:: PROBLEM DESCRIPTION ::
Leaving out the pictures, transcribe all of the records faithfully.

[Dataset records]
=-=-=

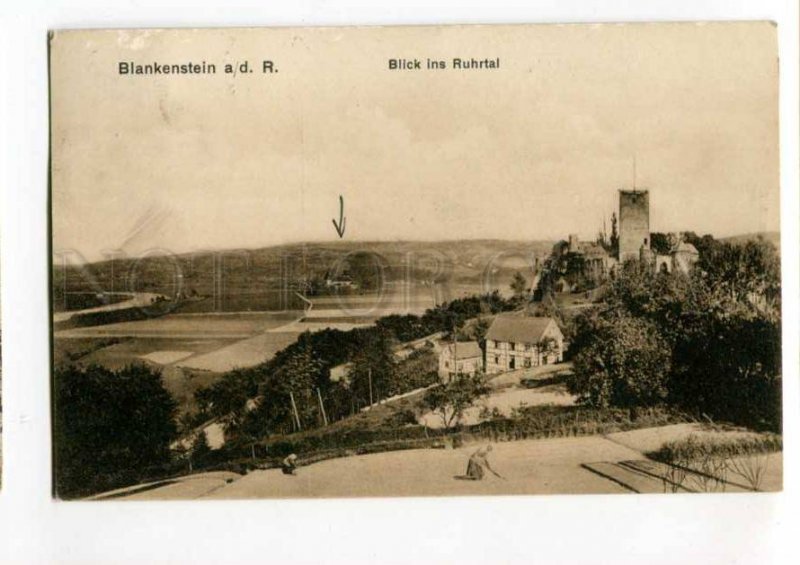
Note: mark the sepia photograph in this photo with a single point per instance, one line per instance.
(460, 260)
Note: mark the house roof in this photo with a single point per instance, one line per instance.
(465, 349)
(686, 248)
(518, 329)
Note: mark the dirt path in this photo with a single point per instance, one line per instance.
(550, 466)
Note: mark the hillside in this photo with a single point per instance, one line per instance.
(266, 278)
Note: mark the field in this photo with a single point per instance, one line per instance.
(544, 466)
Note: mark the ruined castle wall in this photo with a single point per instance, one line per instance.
(634, 223)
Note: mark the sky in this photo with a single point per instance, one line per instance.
(536, 149)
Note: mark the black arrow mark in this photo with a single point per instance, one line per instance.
(340, 226)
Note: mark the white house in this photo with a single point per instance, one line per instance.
(462, 358)
(516, 342)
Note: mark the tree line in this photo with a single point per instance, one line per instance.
(708, 342)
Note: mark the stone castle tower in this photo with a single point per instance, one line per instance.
(634, 223)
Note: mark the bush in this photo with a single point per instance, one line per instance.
(110, 428)
(625, 362)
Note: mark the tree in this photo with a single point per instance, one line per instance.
(110, 427)
(624, 362)
(519, 285)
(450, 400)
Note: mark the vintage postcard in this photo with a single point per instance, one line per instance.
(415, 261)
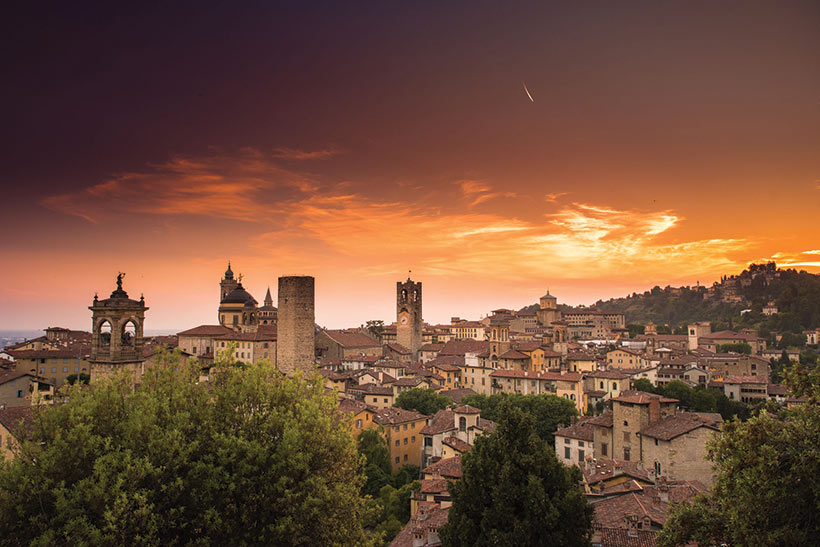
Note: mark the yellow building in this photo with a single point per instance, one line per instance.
(568, 385)
(402, 430)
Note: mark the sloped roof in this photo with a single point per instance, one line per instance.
(351, 339)
(678, 424)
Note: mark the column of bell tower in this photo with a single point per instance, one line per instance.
(408, 316)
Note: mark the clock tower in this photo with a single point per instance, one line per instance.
(408, 316)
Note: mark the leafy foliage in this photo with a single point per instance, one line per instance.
(252, 457)
(426, 401)
(514, 491)
(767, 490)
(549, 411)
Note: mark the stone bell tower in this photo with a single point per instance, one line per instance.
(117, 334)
(408, 316)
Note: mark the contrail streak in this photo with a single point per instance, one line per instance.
(527, 91)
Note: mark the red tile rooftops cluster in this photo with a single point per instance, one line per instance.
(641, 398)
(532, 375)
(467, 409)
(449, 468)
(351, 339)
(457, 444)
(352, 406)
(393, 415)
(206, 330)
(581, 430)
(678, 424)
(744, 380)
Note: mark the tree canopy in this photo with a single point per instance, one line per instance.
(767, 488)
(514, 491)
(426, 401)
(251, 457)
(549, 411)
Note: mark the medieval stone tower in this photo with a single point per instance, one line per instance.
(117, 334)
(227, 284)
(295, 344)
(408, 316)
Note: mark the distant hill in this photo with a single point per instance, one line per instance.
(796, 295)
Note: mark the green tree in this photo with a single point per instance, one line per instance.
(549, 411)
(514, 491)
(767, 489)
(373, 447)
(251, 457)
(423, 400)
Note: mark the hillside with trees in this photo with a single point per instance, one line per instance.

=-=-=

:: ANSWER FOR THIS EXERCISE ::
Note: mark the sepia photograph in this photo with a single point per instance, one line per instance.
(460, 260)
Note: mark the house roof in this photo with a single point per instance, one line per instance.
(465, 349)
(686, 248)
(518, 329)
Note: mark the dirt path in this photo with a single point per instance, one line per instance.
(550, 466)
Note: mark the hillside in this photo with a single point per instance, one line per instance.
(266, 278)
Note: mark the field in this photo with a single point per instance, one line per instance.
(544, 466)
Note: mark the ruined castle wall in this photo with a single point per instance, one line per instance.
(634, 223)
Note: mark the sky in this photo with a single point per instance, one line per instance.
(536, 149)
Note: mark the black arrow mark in this photo with a single point per instance, one line per instance.
(340, 226)
Note: mark the white house in this photo with a single point per instance, one line per instance.
(462, 358)
(516, 342)
Note: mark the tree line in this photo with a single point per instance, one line per instance.
(708, 342)
Note: mark the stone castle tower in this photo with a single point per instance, one line per instance.
(634, 223)
Note: mark the bush in this photo with a single point per instance, one line per instance.
(110, 428)
(625, 362)
Note: mark the tree in this photo with a single point per instance, one line per instance.
(110, 427)
(624, 362)
(519, 285)
(450, 400)
Note: mark the vintage postcard in this photo with a single point per instance, one line per instance.
(415, 261)
Note: mark the yellow building in this photo with a single point per instance, one line per instance.
(568, 385)
(402, 430)
Note: mark the sloped roof in this photo with a single point per instance, one line per instance.
(351, 339)
(678, 424)
Note: mark the column of bell tower in this photo with a single point per instance, one line per instance.
(408, 316)
Note: mark the clock tower in this photo with a single point per instance, one line per instance.
(408, 316)
Note: mark the leafy foliage in this photo with a single point per instance, one line per instance.
(252, 457)
(426, 401)
(514, 491)
(767, 490)
(549, 411)
Note: mark the stone bell tower in this photo with a single point per instance, one line per instance.
(117, 334)
(408, 316)
Note: mark the contrail streak in this photo with a single point per instance, one line per instance.
(527, 91)
Note: mark the red tile rooftops cluster in this photo with a single point per instance, one line per instance.
(641, 398)
(532, 375)
(467, 409)
(449, 468)
(351, 339)
(457, 444)
(352, 406)
(393, 415)
(206, 330)
(581, 430)
(678, 424)
(744, 380)
Note: mark the tree canopy in this photo with a single point per instance, one line per instance.
(767, 488)
(514, 491)
(426, 401)
(251, 457)
(549, 411)
Note: mark the medieval stone tower in this photo with a single point per instance, one line per instance.
(117, 334)
(227, 284)
(295, 344)
(408, 316)
Note: mark the distant hill in this photo with a single point per instance, one line per instance.
(796, 295)
Note: mark the green tree in this photo with a single point per instance, one line per instance.
(549, 411)
(514, 491)
(767, 489)
(373, 447)
(251, 457)
(423, 400)
Note: mark the hillside with trees in this photo with a single point per instance, one line per instance.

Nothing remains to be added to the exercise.